- **TEXTE À ÉTUDIER**
«J’envoie déjà des messages de l’au-delà» – Emmanuelle Houdart

  • Publication publiée :25 janvier 2017
  • Post category:Archives
Salomé, sept ans, a rencontré Emmanuelle Houdart à la médiathèque Michel Serres de Saint-Avertin. Fille du bibliothécaire, elle était l’ambassadrice des fans de l’illustratrice, porteuse de leurs questions… et des siennes! Les voici avec les réponses d’Emmanuelle Houdart.


SALOMÉ: Tu es née en Suisse, pourquoi tu n’y es pas restée?
EMMANUELLE HOUDART: Je ne suis pas restée dans mon pays parce que j’ai gagné un concours dont le prix consistait à passer un an à la Cité Internationale des Arts à Paris. J’avais prévu de rentrer chez moi mais j’ai rencontré celui qui allait devenir mon mari dans le métro. Voilà comment la vie a fait que je suis restée ici! Mais je pense que quelqu’un à l’intérieur de moi s’est bien débrouillé pour se tirer de la Suisse. Là-bas, si tu es un peu différent, tu es assez vite stigmatisé. Du moins à l’époque… Les Suisses sont beaucoup moins foutraques que les Français qui, eux, s’en foutent… Et moi j’aime ça justement! J’aime ce côté français où tu peux être libre. Si tu débordes du cadre, c’est normal, parce qu’en France, tout le monde déborde du cadre.

Lignes issues d’une collecte de données:
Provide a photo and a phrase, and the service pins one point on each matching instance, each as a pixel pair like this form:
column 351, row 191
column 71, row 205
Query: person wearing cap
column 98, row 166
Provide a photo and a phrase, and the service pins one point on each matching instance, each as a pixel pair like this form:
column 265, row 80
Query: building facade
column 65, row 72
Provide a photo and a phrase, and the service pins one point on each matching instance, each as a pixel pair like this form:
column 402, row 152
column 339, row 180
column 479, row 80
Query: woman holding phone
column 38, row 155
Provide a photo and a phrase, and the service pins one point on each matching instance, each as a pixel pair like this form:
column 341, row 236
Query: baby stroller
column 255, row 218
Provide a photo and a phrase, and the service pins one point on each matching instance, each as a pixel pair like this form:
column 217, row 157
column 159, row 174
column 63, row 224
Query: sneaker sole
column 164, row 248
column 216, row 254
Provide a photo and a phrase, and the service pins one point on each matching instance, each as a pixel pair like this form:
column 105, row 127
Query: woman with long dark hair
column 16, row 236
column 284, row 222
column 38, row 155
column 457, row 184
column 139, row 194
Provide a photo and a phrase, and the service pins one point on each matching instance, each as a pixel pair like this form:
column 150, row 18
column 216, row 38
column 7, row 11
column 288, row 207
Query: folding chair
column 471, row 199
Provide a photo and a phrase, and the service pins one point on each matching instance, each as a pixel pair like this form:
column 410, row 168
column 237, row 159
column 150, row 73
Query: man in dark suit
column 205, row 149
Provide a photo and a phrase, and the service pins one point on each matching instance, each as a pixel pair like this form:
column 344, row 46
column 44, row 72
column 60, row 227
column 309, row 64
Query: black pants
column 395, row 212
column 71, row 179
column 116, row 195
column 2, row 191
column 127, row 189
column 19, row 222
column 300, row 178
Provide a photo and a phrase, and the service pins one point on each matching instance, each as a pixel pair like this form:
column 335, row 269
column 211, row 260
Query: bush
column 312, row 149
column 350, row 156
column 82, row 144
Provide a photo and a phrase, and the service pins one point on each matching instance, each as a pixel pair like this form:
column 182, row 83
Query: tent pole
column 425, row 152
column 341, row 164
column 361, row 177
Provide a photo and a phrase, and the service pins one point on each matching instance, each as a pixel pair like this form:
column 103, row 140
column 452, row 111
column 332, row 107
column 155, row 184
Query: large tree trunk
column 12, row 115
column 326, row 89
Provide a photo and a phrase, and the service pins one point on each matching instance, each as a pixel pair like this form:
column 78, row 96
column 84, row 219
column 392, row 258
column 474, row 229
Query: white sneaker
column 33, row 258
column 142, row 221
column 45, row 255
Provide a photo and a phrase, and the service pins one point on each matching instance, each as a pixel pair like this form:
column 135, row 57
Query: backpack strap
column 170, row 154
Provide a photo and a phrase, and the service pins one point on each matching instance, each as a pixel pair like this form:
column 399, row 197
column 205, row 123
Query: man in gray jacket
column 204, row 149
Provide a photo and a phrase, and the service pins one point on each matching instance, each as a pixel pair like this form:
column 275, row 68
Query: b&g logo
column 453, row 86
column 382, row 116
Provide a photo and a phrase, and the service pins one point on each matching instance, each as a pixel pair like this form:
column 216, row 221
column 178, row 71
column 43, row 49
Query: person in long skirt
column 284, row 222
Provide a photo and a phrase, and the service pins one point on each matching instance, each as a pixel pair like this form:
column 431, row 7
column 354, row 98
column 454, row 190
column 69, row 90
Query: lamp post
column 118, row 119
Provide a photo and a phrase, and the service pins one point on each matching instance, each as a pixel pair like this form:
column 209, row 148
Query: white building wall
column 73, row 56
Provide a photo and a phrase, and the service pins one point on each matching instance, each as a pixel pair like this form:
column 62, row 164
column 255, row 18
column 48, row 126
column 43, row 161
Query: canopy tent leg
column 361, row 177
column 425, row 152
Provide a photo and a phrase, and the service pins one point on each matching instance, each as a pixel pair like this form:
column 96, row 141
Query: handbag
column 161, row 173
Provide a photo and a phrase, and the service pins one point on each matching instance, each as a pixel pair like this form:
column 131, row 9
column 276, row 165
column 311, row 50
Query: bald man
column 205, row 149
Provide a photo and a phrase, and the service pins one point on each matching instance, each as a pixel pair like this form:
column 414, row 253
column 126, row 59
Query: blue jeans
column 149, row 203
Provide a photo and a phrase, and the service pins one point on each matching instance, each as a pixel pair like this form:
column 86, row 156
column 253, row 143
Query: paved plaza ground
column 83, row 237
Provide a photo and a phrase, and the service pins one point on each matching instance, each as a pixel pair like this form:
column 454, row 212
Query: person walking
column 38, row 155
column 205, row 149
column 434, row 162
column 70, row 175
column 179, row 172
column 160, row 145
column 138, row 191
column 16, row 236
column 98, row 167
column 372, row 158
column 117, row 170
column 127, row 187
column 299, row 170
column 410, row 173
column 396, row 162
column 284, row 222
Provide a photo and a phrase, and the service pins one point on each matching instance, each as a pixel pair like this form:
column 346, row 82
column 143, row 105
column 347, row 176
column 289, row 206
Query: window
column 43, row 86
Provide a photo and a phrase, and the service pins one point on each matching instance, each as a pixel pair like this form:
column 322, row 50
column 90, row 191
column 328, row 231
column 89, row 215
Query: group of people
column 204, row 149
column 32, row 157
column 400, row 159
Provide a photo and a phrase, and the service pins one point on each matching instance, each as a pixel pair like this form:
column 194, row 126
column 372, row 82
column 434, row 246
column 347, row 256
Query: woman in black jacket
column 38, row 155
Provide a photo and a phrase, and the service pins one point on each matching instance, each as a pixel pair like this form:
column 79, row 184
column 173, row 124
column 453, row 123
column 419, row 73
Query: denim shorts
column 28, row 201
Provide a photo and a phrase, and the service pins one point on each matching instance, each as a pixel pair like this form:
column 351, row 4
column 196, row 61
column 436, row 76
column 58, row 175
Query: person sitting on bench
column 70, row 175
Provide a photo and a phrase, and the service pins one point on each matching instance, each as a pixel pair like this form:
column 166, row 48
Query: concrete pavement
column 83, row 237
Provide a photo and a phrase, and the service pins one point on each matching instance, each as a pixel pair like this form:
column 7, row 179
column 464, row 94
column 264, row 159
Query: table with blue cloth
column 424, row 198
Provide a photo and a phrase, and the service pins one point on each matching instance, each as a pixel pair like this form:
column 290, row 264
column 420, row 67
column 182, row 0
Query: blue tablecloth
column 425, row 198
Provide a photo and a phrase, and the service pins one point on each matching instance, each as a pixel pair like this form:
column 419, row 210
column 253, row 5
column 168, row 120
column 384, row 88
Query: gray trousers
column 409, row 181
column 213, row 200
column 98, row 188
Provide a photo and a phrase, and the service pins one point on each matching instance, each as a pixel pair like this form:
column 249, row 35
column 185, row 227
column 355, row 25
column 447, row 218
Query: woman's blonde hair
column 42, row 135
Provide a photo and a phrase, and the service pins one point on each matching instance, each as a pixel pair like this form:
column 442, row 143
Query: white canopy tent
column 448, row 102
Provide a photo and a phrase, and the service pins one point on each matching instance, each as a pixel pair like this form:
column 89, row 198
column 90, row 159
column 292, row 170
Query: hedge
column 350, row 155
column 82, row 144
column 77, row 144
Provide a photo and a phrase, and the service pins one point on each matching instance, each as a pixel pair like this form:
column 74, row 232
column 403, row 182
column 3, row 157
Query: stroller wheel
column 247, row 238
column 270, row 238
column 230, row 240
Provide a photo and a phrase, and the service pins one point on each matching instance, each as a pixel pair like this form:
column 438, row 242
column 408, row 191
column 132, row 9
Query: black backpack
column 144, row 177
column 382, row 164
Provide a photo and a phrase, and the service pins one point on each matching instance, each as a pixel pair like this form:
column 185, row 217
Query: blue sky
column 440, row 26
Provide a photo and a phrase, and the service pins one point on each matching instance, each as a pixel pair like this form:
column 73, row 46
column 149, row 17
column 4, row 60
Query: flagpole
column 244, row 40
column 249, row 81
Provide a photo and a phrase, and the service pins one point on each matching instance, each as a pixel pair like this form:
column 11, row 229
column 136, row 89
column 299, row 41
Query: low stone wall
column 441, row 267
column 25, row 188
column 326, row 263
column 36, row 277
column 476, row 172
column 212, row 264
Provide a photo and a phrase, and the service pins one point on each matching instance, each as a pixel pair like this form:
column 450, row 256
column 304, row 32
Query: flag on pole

- **MISE EN PRATIQUE**
(a) Résumez l’entretien avec Emmanuelle Houdart en deux phrases.
(b) D’après l’entretien, où Emmanuelle Houdart a-t-elle rencontré celui qui allait devenir son mari ?
(c) Recopiez l’entretien depuis « SALOMÉ: Tu es » jusqu’à « déborde du cadre. » inclus.
Les lignes forment un contenu distinct du texte.

- **RÉSULTATS PAR TÂCHE**
(a) Salomé, sept ans, fille du bibliothécaire, a interrogé l’illustratrice Emmanuelle Houdart à la médiathèque Michel Serres de Saint-Avertin. Houdart explique qu’elle est restée en France après avoir gagné un concours qui lui offrait un an à la Cité Internationale des Arts à Paris et rencontré son futur mari dans le métro, et qu’elle aime la liberté qu’on trouve en France.

(b) Dans le métro.

(c)
SALOMÉ: Tu es née en Suisse, pourquoi tu n’y es pas restée?
EMMANUELLE HOUDART: Je ne suis pas restée dans mon pays parce que j’ai gagné un concours dont le prix consistait à passer un an à la Cité Internationale des Arts à Paris. J’avais prévu de rentrer chez moi mais j’ai rencontré celui qui allait devenir mon mari dans le métro. Voilà comment la vie a fait que je suis restée ici! Mais je pense que quelqu’un à l’intérieur de moi s’est bien débrouillé pour se tirer de la Suisse. Là-bas, si tu es un peu différent, tu es assez vite stigmatisé. Du moins à l’époque… Les Suisses sont beaucoup moins foutraques que les Français qui, eux, s’en foutent… Et moi j’aime ça justement! J’aime ce côté français où tu peux être libre. Si tu débordes du cadre, c’est normal, parce qu’en France, tout le monde déborde du cadre.